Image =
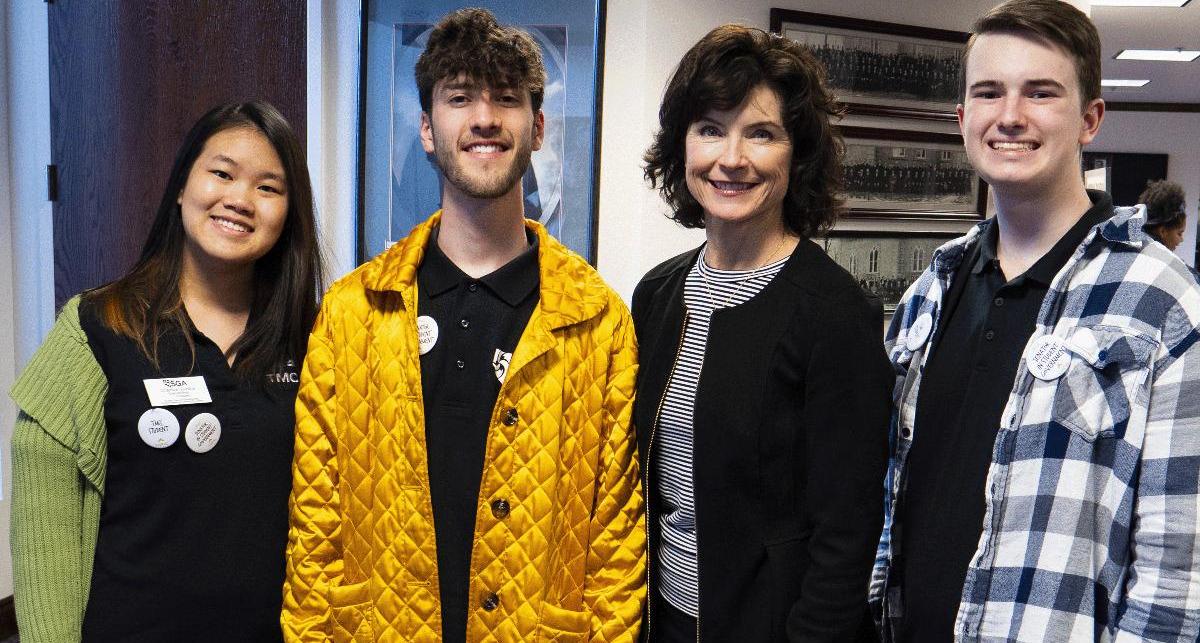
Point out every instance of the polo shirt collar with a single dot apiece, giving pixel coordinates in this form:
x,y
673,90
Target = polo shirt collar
x,y
1048,266
513,282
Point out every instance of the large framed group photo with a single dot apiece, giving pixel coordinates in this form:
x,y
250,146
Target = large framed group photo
x,y
909,185
882,68
904,174
399,184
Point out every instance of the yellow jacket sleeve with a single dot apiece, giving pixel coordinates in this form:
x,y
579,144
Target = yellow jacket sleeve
x,y
615,580
313,553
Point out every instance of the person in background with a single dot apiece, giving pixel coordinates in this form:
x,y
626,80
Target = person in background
x,y
151,457
763,394
465,467
1165,217
1043,481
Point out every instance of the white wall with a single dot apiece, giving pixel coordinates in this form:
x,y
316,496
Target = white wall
x,y
334,31
27,274
1153,132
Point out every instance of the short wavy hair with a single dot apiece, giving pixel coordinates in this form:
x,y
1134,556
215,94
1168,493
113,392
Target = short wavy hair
x,y
1053,20
1164,204
471,42
718,73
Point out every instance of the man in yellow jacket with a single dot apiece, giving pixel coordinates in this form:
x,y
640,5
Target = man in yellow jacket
x,y
465,464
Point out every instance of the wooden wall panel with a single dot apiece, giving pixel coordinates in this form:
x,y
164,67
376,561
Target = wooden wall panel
x,y
127,79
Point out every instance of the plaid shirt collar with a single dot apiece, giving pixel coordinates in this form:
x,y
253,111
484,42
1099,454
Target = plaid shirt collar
x,y
1079,461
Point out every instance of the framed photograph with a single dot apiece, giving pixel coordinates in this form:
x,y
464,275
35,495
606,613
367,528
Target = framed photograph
x,y
885,263
400,185
882,68
900,174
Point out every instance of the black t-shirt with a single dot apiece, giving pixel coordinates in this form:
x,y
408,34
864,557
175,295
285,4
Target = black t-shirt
x,y
191,545
987,322
479,323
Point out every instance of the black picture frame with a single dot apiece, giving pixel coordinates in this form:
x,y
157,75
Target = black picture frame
x,y
882,68
910,175
397,184
885,262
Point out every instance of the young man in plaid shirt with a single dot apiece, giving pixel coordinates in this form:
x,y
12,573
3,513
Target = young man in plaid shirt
x,y
1047,448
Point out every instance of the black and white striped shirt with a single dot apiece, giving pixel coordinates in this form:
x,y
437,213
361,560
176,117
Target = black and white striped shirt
x,y
706,289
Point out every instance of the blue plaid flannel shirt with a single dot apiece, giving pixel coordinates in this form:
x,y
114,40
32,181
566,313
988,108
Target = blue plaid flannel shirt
x,y
1091,530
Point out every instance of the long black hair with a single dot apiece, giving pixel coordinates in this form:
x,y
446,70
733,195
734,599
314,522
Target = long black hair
x,y
145,302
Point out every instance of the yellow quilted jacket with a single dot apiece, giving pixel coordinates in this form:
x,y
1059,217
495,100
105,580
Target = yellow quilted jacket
x,y
565,563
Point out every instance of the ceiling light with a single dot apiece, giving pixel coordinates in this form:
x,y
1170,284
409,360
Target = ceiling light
x,y
1122,83
1175,55
1139,2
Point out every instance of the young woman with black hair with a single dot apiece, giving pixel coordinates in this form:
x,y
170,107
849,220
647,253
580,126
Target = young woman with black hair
x,y
151,457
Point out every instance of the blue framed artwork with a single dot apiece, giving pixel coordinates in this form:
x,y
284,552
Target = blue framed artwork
x,y
399,184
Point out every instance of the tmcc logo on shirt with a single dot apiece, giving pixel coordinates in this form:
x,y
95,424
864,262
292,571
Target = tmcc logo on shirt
x,y
286,376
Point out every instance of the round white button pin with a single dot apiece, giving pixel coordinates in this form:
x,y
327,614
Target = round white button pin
x,y
203,432
426,332
1048,358
919,331
159,427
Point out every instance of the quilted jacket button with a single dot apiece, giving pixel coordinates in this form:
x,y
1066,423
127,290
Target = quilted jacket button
x,y
501,509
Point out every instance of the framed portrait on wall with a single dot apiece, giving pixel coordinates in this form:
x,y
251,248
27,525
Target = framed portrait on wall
x,y
882,68
400,186
903,174
885,263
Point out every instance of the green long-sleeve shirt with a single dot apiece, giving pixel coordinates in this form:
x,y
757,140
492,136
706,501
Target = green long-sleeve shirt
x,y
59,454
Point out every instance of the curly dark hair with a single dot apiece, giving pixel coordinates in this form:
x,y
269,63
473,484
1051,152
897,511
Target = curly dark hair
x,y
718,73
1164,204
471,42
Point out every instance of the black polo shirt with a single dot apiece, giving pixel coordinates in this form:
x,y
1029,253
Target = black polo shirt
x,y
191,544
479,323
987,320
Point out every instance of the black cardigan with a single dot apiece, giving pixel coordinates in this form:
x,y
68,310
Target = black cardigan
x,y
790,449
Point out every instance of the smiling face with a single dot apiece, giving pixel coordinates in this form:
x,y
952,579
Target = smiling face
x,y
1024,119
737,161
234,203
481,138
1171,235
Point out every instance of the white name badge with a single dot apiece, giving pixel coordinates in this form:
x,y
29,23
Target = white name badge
x,y
174,391
919,332
1048,358
203,433
159,428
426,334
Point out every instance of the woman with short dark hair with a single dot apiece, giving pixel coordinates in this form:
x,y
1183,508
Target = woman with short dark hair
x,y
1165,217
763,390
153,454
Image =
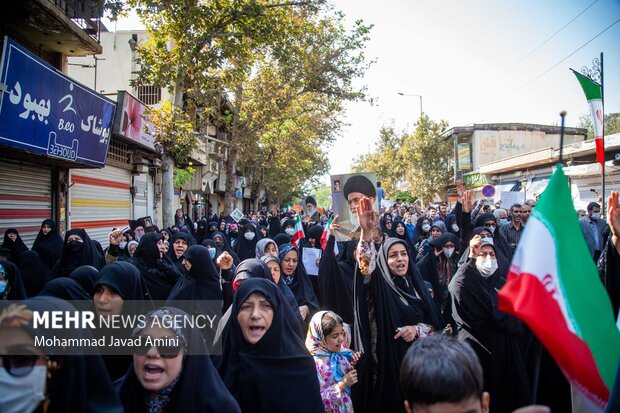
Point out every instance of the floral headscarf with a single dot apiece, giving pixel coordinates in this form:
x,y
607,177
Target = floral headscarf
x,y
317,346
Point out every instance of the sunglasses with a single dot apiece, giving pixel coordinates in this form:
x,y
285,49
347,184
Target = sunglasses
x,y
19,366
167,352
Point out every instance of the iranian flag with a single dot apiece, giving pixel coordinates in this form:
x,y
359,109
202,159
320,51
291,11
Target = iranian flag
x,y
554,287
299,231
594,95
325,236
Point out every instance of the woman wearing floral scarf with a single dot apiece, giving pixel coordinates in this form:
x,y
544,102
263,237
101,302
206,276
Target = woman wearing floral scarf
x,y
328,340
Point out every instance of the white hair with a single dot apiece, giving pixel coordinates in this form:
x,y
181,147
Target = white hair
x,y
498,211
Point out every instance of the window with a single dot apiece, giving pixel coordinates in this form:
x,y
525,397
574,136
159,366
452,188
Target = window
x,y
150,95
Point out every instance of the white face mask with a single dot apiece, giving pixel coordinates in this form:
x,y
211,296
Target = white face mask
x,y
448,252
486,266
22,394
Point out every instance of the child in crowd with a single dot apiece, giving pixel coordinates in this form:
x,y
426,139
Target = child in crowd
x,y
328,340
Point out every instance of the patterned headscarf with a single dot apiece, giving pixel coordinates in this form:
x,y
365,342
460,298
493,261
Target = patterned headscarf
x,y
317,345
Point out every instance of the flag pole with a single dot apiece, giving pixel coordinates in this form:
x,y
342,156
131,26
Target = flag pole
x,y
563,116
603,164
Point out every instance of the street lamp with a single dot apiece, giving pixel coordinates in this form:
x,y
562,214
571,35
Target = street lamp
x,y
419,96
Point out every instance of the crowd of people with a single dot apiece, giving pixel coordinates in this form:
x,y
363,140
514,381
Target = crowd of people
x,y
405,315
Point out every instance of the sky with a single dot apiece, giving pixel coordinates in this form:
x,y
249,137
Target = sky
x,y
475,61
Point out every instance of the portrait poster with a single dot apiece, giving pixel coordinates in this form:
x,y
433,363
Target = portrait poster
x,y
347,190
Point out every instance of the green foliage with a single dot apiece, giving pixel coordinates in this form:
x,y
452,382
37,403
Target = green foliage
x,y
274,74
183,176
405,196
420,158
173,130
612,124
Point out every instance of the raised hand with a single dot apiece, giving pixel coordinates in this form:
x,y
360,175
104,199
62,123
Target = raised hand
x,y
468,204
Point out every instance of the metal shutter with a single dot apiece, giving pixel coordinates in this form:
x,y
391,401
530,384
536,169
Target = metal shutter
x,y
100,200
25,198
140,200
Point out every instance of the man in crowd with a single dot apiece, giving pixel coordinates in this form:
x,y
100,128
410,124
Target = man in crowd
x,y
592,228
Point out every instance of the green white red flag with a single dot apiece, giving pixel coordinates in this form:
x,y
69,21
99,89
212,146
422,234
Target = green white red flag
x,y
594,95
554,287
299,231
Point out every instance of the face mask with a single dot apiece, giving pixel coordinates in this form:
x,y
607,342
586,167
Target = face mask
x,y
22,394
486,266
212,252
448,252
75,246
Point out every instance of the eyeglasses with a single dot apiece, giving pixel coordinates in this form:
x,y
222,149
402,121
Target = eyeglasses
x,y
167,352
19,366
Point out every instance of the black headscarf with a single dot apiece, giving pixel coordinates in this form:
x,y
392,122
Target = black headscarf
x,y
199,387
86,276
203,280
493,335
498,239
277,374
225,247
70,260
429,267
34,273
80,383
404,237
178,261
65,289
124,278
398,301
159,273
336,275
16,247
14,289
299,283
48,246
282,239
247,249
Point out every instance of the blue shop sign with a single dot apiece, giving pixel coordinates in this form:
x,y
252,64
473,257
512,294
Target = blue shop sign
x,y
44,111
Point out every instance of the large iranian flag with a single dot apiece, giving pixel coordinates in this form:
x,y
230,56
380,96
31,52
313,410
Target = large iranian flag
x,y
554,287
594,95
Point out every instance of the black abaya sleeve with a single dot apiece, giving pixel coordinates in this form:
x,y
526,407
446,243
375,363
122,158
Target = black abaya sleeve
x,y
335,284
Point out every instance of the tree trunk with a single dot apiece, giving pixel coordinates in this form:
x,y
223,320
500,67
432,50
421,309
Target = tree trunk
x,y
231,163
167,167
167,190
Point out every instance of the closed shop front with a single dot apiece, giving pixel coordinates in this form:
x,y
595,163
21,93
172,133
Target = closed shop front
x,y
143,201
100,199
25,198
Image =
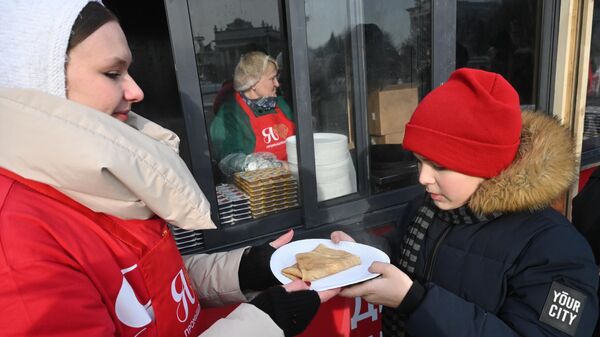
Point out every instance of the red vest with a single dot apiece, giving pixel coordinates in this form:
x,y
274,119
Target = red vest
x,y
151,295
270,131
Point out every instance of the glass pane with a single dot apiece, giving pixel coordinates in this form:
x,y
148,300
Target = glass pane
x,y
397,38
249,114
591,129
501,36
148,39
330,26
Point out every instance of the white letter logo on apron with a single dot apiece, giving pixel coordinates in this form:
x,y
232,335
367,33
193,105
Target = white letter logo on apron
x,y
269,135
128,308
181,296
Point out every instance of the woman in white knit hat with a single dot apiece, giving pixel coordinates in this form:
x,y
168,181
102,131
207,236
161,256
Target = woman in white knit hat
x,y
87,188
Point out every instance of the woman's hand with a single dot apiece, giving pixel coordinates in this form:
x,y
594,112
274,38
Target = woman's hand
x,y
324,295
338,236
388,289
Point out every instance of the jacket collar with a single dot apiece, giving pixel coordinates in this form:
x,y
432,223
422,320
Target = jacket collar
x,y
131,171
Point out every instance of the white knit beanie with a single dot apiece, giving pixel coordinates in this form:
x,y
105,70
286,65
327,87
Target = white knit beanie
x,y
34,35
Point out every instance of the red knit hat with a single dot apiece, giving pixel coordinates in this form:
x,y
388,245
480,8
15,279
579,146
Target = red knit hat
x,y
471,124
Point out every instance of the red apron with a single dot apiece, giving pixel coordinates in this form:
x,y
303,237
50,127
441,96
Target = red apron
x,y
174,304
270,131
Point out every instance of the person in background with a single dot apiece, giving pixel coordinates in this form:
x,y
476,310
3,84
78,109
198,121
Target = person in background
x,y
253,119
87,188
586,218
483,254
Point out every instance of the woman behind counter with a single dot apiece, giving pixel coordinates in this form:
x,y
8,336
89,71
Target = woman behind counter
x,y
253,118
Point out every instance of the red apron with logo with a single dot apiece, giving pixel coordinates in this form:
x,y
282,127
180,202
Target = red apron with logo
x,y
173,306
270,131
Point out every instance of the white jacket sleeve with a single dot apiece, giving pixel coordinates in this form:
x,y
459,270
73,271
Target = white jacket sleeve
x,y
245,320
215,277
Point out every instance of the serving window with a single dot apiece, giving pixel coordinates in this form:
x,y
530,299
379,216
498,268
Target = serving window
x,y
350,71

#####

** TASK REQUIREMENTS **
Starting with the line that contains "Target = white jacket sleeve", restate every line up to and including the last one above, exactly.

** RESPONSE **
Target = white jacket sleeve
x,y
245,320
215,277
Point out every instance of the serving window with a single dot apiece, giving pixel coordinates in this form:
x,y
530,299
379,216
498,268
Target = serving window
x,y
350,71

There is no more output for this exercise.